Your objective:
Reproduce verbatim the records below, starting with the line that contains "As part of the annotation pipeline, please detect every coastal" and continuing through the line that contains "361, 195, 626, 216", both lines included.

Provided information:
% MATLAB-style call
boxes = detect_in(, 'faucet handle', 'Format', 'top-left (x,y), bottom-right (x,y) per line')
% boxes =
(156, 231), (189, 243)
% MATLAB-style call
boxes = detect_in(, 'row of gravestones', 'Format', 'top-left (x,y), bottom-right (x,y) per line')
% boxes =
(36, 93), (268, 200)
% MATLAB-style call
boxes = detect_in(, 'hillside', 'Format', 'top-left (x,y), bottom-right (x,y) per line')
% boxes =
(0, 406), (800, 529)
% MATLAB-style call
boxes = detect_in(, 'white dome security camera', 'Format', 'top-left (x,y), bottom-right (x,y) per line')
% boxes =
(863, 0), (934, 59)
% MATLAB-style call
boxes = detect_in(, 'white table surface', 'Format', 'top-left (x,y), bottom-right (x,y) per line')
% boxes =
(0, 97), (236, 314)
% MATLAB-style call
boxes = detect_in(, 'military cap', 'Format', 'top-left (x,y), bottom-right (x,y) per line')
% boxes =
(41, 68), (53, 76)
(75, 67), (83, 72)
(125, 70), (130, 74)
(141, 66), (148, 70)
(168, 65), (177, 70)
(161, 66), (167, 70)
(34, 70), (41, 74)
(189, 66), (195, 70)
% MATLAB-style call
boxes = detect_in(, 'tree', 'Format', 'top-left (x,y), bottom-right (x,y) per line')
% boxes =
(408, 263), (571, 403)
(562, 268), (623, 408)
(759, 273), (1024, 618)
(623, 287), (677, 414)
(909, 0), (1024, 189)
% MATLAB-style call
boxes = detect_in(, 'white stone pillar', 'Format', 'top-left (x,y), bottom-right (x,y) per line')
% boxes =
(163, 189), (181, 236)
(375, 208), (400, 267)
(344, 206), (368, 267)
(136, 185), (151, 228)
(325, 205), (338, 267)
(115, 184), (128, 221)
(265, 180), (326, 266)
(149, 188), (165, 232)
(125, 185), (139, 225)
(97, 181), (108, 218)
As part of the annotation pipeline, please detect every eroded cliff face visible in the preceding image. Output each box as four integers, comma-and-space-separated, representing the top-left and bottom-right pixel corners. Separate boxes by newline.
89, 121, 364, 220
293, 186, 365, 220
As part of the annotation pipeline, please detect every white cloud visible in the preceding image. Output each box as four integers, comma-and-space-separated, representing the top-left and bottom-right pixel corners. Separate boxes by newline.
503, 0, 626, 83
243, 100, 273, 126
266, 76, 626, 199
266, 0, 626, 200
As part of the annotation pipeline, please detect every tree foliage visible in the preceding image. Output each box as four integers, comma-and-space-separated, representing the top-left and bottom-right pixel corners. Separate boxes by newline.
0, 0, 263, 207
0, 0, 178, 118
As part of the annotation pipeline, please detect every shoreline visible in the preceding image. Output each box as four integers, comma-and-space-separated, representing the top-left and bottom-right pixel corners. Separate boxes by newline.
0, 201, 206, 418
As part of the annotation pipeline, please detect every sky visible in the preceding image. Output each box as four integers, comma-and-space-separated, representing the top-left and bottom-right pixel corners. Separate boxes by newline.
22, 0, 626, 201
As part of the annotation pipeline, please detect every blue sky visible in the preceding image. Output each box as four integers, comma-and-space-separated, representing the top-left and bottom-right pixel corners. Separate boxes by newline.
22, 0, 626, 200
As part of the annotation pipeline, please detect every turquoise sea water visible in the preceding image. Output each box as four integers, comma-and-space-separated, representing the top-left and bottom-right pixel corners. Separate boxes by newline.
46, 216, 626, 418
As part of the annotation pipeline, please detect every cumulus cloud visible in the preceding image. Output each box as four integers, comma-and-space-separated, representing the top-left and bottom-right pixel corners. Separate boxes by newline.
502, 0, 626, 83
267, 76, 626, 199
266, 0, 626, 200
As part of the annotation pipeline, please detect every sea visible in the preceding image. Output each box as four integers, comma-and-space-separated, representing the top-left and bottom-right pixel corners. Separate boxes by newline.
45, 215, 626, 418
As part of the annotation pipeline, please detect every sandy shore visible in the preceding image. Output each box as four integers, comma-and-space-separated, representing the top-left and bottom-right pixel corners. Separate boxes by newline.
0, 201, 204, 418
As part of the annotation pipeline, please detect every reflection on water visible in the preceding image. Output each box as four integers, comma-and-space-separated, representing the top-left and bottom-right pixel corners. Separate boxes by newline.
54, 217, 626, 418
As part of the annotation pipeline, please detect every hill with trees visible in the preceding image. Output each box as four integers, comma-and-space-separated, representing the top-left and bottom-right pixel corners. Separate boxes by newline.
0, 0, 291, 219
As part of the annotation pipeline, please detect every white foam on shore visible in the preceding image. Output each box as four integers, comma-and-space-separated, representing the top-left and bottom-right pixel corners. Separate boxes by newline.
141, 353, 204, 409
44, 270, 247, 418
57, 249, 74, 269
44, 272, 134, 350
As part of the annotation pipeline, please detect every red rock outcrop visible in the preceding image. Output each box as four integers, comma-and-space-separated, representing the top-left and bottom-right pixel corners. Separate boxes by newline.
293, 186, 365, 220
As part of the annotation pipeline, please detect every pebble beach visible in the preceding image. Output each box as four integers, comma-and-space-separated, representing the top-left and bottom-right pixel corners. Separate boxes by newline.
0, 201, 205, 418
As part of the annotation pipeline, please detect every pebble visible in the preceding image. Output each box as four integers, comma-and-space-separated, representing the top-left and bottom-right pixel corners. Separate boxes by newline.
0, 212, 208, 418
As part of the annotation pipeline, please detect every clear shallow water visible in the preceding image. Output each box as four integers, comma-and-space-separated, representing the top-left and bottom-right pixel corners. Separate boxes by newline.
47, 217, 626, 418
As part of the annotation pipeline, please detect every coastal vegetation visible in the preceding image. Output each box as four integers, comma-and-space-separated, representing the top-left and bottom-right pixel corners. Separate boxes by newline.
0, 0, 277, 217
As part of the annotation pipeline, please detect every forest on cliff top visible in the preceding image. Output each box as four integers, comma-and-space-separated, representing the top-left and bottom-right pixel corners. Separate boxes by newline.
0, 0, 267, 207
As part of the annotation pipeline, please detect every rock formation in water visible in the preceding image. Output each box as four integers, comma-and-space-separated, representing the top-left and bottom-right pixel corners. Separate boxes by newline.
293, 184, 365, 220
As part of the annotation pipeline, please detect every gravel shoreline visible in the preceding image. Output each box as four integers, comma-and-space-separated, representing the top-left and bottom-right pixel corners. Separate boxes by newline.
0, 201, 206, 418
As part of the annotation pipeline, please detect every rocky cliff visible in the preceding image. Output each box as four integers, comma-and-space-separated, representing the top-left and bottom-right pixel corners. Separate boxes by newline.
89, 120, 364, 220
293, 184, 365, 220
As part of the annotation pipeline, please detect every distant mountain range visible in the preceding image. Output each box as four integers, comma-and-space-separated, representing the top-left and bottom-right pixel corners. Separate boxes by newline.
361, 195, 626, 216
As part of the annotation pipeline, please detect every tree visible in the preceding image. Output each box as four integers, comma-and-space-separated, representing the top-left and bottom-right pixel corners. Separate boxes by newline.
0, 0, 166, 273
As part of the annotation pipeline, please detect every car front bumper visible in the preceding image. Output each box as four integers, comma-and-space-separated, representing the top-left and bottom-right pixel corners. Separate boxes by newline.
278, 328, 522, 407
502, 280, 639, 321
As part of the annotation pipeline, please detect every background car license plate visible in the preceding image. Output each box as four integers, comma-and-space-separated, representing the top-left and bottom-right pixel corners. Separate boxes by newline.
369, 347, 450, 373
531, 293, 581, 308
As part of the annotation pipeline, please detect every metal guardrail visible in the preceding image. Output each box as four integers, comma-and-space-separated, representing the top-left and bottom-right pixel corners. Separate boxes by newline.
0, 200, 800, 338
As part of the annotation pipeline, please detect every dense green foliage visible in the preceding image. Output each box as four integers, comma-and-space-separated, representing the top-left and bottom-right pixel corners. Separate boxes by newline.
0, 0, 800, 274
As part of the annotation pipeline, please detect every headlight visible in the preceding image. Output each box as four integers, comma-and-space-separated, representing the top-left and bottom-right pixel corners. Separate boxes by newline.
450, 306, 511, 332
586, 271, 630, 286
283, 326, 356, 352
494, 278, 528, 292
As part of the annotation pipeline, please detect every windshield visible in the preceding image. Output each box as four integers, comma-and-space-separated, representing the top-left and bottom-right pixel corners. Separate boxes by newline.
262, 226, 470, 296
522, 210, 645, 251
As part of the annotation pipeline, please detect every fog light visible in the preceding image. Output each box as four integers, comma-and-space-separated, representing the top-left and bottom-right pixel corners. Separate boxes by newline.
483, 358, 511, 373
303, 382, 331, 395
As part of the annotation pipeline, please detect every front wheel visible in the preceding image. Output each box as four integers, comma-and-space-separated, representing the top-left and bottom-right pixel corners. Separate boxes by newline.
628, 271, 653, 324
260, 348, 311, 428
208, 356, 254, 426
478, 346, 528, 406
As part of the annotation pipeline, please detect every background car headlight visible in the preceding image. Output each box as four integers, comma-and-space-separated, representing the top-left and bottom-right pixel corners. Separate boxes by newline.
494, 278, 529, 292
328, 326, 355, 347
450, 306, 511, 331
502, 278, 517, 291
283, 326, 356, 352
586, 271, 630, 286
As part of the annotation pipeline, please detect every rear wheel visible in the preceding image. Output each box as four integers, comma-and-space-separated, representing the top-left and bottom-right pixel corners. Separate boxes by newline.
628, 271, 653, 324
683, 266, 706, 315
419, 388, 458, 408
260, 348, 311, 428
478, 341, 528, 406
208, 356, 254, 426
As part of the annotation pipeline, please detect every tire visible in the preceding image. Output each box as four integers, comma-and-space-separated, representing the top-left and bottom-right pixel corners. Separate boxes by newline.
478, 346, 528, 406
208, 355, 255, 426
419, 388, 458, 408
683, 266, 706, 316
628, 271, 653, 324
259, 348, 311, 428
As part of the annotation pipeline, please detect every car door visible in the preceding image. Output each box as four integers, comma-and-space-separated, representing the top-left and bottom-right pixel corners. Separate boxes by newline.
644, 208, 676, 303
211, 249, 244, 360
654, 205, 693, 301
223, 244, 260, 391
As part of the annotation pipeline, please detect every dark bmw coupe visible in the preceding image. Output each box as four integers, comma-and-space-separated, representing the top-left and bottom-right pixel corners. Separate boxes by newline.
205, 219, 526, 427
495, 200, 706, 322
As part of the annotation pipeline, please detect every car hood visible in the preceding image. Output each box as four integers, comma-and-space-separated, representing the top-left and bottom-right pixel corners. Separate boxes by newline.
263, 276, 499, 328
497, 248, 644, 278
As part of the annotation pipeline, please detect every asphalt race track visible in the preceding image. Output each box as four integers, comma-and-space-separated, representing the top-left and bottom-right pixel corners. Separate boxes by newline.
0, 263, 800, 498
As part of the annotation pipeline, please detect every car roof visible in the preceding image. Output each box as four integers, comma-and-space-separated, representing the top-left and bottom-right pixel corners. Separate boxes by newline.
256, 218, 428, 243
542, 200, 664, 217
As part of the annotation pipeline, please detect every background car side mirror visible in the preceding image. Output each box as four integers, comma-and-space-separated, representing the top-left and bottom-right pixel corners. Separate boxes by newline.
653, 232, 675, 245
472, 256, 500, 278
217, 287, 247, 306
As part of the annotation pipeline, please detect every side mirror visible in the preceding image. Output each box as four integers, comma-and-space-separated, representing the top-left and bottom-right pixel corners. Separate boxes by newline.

Complete answer:
As part of the annotation pipeline, please detect every coastal vegetation visible in the preceding image. Output each box as four integers, comma-and-space-separated, representing the top-left and bottom-right pixel corners. Separate boxes by newline.
0, 0, 277, 217
As part of the annotation pipeline, please detect every forest on cliff top visible in the preceding image. Output each box as four integers, comma-and-space-separated, representing the top-left and bottom-right pixel corners. Separate boxes by newline.
0, 0, 267, 207
As part of the annotation pipeline, please detect every rock formation in water visible in the preceding image. Output each box as four integers, comma-and-space-separated, representing the top-left and bottom-right pixel corners. Separate boxes by newline.
293, 184, 365, 220
As part of the annotation pipeline, please detect every gravel shoreline visible in the preceding image. Output each box as four integers, comma-and-space-separated, representing the top-left and bottom-right pixel corners. Separate boxes by newline.
0, 201, 206, 418
As part of the annotation pipeline, please detect every rocky cliff visible in the preceding image. Output each box as four integers, comma-and-space-separated, representing the top-left and bottom-right pixel corners. Separate boxes by newline.
89, 120, 364, 220
293, 184, 365, 220
As part of the annotation pipeline, please detect every distant mountain range visible in the preceding image. Output each box as four integers, comma-and-space-separated, representing the top-left and bottom-right pixel corners. Separate boxes by newline.
361, 195, 626, 216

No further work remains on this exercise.